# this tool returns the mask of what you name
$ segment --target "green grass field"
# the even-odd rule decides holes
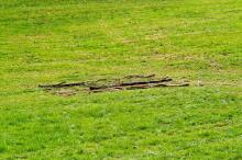
[[[37,87],[150,73],[191,85]],[[242,159],[242,1],[1,0],[0,159]]]

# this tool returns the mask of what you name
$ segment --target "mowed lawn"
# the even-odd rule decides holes
[[[191,85],[37,87],[151,73]],[[0,0],[0,159],[242,159],[242,1]]]

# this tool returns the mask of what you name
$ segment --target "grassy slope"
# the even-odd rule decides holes
[[[242,159],[239,0],[0,1],[0,159]],[[202,88],[79,93],[132,73]]]

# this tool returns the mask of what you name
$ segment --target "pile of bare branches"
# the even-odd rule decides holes
[[[151,79],[155,75],[150,76],[128,76],[123,79]],[[112,84],[98,84],[99,81],[106,81],[107,79],[100,79],[97,81],[84,81],[75,83],[57,83],[57,84],[41,84],[40,88],[44,89],[61,89],[61,88],[72,88],[72,87],[85,87],[90,92],[103,92],[113,90],[136,90],[136,89],[148,89],[148,88],[161,88],[161,87],[188,87],[189,83],[173,83],[173,79],[165,77],[152,80],[138,80],[123,82],[123,79],[116,79]]]

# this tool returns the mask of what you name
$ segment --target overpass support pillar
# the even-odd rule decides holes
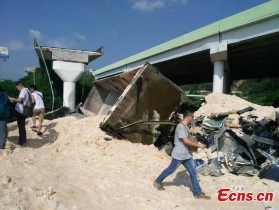
[[[230,75],[228,65],[228,43],[215,44],[210,48],[211,62],[214,66],[212,92],[228,94]]]

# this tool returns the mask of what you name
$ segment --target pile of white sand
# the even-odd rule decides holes
[[[236,107],[235,107],[236,108]],[[18,130],[9,132],[0,151],[2,209],[264,209],[258,201],[221,202],[217,192],[245,186],[246,192],[273,192],[279,207],[279,183],[227,173],[199,175],[211,200],[194,198],[190,177],[181,166],[158,191],[153,182],[171,157],[154,145],[119,140],[100,129],[103,117],[73,116],[45,121],[38,137],[26,125],[27,145],[19,146]],[[107,141],[106,136],[112,140]]]
[[[219,113],[233,109],[241,110],[249,106],[255,109],[252,111],[243,113],[242,116],[248,114],[267,117],[275,121],[275,112],[279,111],[279,108],[272,106],[263,106],[253,104],[235,95],[214,93],[205,97],[206,103],[202,103],[201,107],[195,112],[195,116],[208,115],[211,113]]]

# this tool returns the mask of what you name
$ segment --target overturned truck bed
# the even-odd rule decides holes
[[[80,107],[83,113],[105,115],[100,126],[133,143],[154,143],[189,100],[184,91],[149,63],[95,81]]]

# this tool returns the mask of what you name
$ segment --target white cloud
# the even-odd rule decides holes
[[[42,37],[42,33],[39,31],[35,31],[33,29],[30,30],[29,35],[33,37],[34,37],[37,39],[40,39]]]
[[[10,43],[8,43],[7,47],[11,50],[16,51],[24,50],[29,48],[22,43],[21,39],[10,41]]]
[[[186,4],[188,1],[188,0],[170,0],[170,2],[176,2],[177,3],[182,3],[184,5]]]
[[[156,9],[161,9],[165,6],[163,0],[141,0],[133,1],[132,8],[142,12],[151,12]]]
[[[52,47],[58,47],[61,48],[72,48],[76,46],[76,43],[73,40],[59,39],[49,40],[47,41],[46,46]]]
[[[75,36],[76,36],[76,37],[77,37],[78,38],[82,40],[86,40],[86,38],[83,35],[81,35],[80,34],[75,33]]]
[[[117,32],[116,32],[115,31],[114,31],[113,29],[112,29],[112,33],[114,34],[115,36],[116,36],[118,34],[118,33]]]

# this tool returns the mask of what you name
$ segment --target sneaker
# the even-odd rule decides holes
[[[196,199],[205,199],[205,200],[210,200],[211,197],[206,195],[204,193],[201,193],[199,195],[195,195],[195,198]]]
[[[163,187],[162,183],[157,183],[156,180],[153,182],[153,185],[158,190],[165,190],[165,189]]]
[[[20,143],[19,141],[18,142],[18,144],[21,146],[26,146],[26,143]]]

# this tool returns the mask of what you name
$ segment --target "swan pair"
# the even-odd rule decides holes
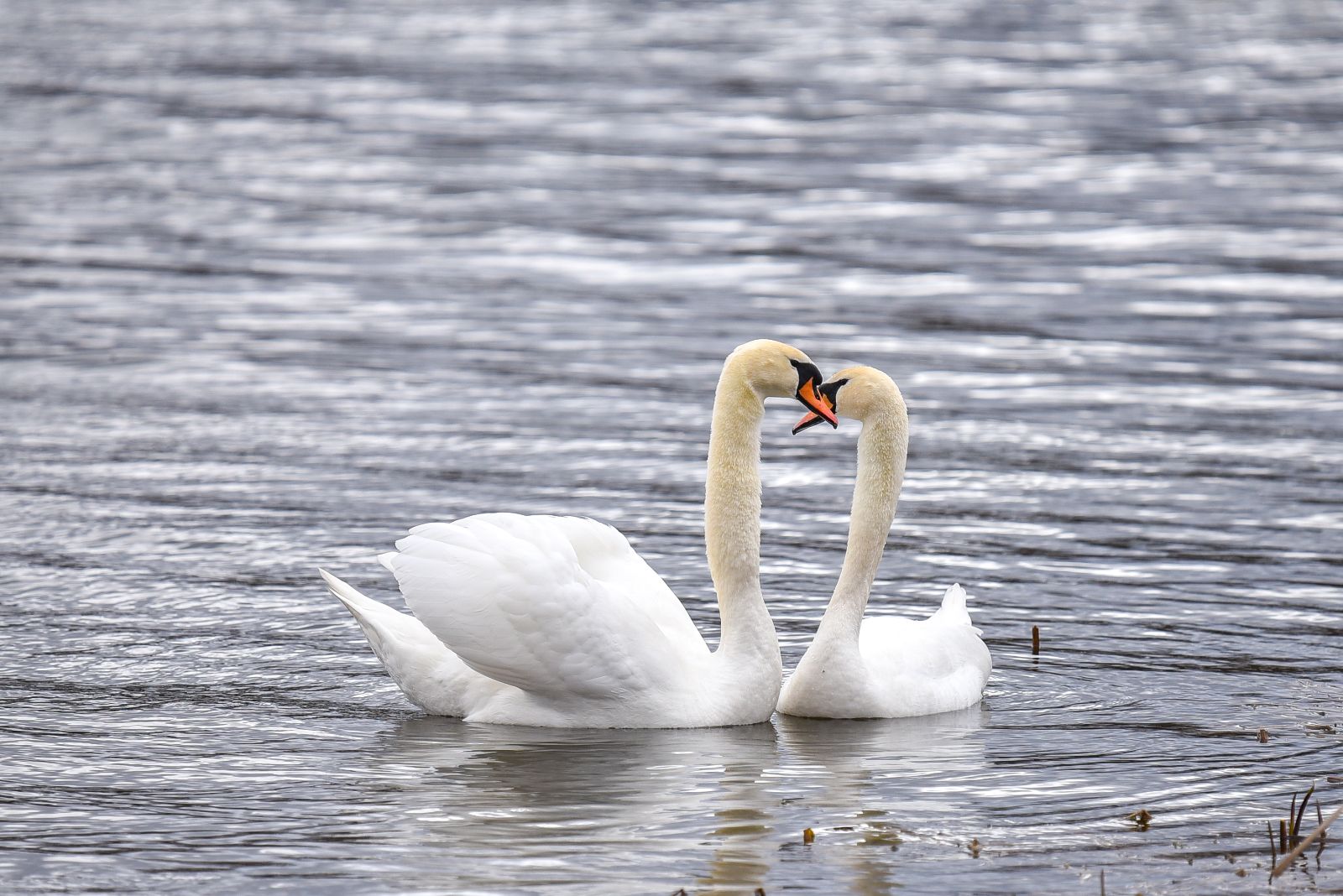
[[[783,661],[760,590],[760,423],[794,397],[815,423],[864,421],[843,570],[817,638],[780,695]],[[713,402],[705,545],[721,637],[620,533],[575,516],[481,514],[416,526],[379,559],[414,616],[321,570],[406,696],[435,715],[551,727],[680,728],[943,712],[979,700],[991,661],[954,586],[924,621],[864,621],[904,478],[908,417],[872,368],[822,382],[798,349],[757,339],[724,362]]]

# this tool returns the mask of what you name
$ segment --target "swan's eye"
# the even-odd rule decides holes
[[[796,358],[788,358],[788,363],[791,363],[794,369],[798,372],[799,390],[808,382],[811,384],[813,389],[821,386],[821,381],[825,378],[821,376],[821,368],[811,363],[810,361],[798,361]]]

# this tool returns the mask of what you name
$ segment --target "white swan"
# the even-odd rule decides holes
[[[862,618],[905,476],[909,416],[900,389],[874,368],[849,368],[821,386],[841,417],[862,421],[849,546],[817,637],[783,687],[779,711],[829,719],[897,718],[979,703],[992,669],[952,585],[927,620]],[[814,414],[794,432],[817,423]]]
[[[575,516],[483,514],[427,523],[379,559],[415,616],[321,570],[410,700],[467,722],[682,728],[767,720],[783,663],[760,593],[764,398],[837,424],[821,373],[757,339],[713,400],[705,543],[723,618],[709,652],[685,608],[620,533]]]

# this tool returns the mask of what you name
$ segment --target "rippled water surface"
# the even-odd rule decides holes
[[[1338,4],[13,0],[0,87],[8,892],[1261,892],[1343,803]],[[610,520],[714,632],[760,335],[904,388],[870,612],[963,582],[983,706],[410,707],[314,567],[400,606],[428,519]],[[796,414],[790,665],[857,429]]]

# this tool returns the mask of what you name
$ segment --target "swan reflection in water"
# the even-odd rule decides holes
[[[384,736],[361,787],[398,820],[384,881],[749,893],[794,862],[814,880],[821,862],[835,884],[881,893],[912,829],[967,821],[955,782],[983,770],[984,716],[633,731],[415,718]]]

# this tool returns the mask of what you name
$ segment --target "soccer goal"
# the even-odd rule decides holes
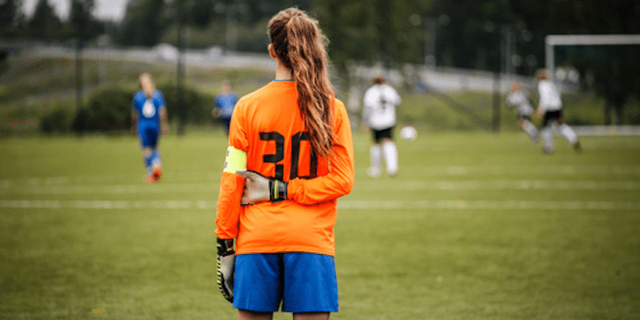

• **Problem to work on**:
Pull out every line above that contains the string "pile", matching case exactly.

• **Exercise result**:
$ segment --target "pile of bare branches"
$ segment --target pile of white sand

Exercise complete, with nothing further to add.